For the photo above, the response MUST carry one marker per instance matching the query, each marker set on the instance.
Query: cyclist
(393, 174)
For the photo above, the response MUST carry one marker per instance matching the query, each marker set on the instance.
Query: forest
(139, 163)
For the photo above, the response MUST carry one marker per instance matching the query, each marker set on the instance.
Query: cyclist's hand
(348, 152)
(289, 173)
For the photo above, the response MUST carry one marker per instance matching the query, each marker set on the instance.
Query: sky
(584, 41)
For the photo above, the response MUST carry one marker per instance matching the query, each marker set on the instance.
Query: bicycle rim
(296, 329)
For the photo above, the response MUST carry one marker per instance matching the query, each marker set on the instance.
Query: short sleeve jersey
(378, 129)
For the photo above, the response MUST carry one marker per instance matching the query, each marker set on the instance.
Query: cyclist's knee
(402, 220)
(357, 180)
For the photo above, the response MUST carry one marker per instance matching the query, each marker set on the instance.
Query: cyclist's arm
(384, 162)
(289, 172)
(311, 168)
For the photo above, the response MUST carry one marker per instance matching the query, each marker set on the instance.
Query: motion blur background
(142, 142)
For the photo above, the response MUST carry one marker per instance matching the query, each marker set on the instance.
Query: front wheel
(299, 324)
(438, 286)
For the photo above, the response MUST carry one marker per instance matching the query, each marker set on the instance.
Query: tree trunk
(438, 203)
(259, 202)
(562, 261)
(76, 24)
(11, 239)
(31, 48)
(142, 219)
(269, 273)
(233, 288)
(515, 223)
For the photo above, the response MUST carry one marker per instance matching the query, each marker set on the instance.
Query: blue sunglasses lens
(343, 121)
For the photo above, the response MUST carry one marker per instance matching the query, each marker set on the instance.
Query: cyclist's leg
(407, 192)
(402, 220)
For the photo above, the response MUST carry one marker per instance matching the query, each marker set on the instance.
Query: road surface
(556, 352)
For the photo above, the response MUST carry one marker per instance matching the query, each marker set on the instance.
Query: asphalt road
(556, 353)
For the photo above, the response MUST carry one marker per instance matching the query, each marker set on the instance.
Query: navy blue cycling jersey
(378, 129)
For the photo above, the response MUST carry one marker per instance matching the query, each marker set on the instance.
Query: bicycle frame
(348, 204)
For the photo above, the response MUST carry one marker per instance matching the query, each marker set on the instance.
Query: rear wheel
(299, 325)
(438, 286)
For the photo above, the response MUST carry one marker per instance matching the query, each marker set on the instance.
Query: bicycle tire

====================

- [Exercise directions]: Type out the listing again with nothing changed.

- [Exercise solution]:
For the photo above, the response MUST carry one marker per instance matching the query, each marker set on the instance.
Query: cyclist
(393, 174)
For the photo above, the response MUST carry one marker per instance matching the query, each marker set on the instance.
Query: forest
(139, 163)
For the photo above, the response MUST carry one marker per instance matching the query, each marker set on the instance.
Query: cyclist's hand
(348, 152)
(289, 173)
For the photo above, the response MUST carry one marker per instance matching the query, each marker set on the instance.
Query: sky
(584, 41)
For the photo above, the response MUST carry one marker per instance matching the query, each marker set on the instance.
Query: bicycle rim
(296, 329)
For the photo above, the response MUST carry one marker per instance matching the query, each marker set on the instance.
Query: short sleeve jersey
(378, 129)
For the photo above, the response MUST carry one marker per instance matching the query, each marker set on the instance.
Query: cyclist's knee
(402, 220)
(357, 180)
For the photo above, the response MUST carry one marker per instance matching the query, each marker set on the instance.
Query: cyclist's arm
(384, 162)
(289, 172)
(311, 168)
For the photo above, the response MUST carry one marker per instance matching the query, each marker set on the instance.
Query: motion blur background
(142, 142)
For the photo above, the response MUST carry one marker per instance matching the query, each marker set on the instance.
Query: front wheel
(299, 324)
(438, 286)
For the photo above, the response MUST carry one marker per instance matching the query, each marker set on the instance.
Query: tree trunk
(438, 203)
(259, 202)
(562, 261)
(76, 24)
(11, 239)
(31, 48)
(142, 219)
(269, 273)
(233, 288)
(515, 223)
For the photo above, the response MUST carry one marker per instance matching the query, each marker set on the instance.
Query: blue sunglasses lens
(343, 121)
For the photo above, the response MUST carry one marker per instance matching the query, each marker set on the instance.
Query: cyclist's leg
(407, 192)
(402, 220)
For the photo above, the response MUST carry one marker per instance matching the query, each marker set on the instance.
Query: road surface
(556, 352)
For the photo above, the response MUST carry one marker per instance matching the query, each marker set on the instance.
Query: asphalt road
(556, 353)
For the photo above, the response MUST carry one marker per instance matching the query, each marker set on the instance.
Query: navy blue cycling jersey
(378, 129)
For the photo above, the response MUST carry one marker per instance matching the query, each marker set on the instance.
Query: bicycle frame
(348, 204)
For the photo above, the response MUST carry one marker per instance matching the query, each marker set on the instance.
Query: rear wheel
(299, 325)
(438, 286)
For the photo above, the response MUST carry one marker per instance matching the query, each marker set on the instance.
Query: bicycle tire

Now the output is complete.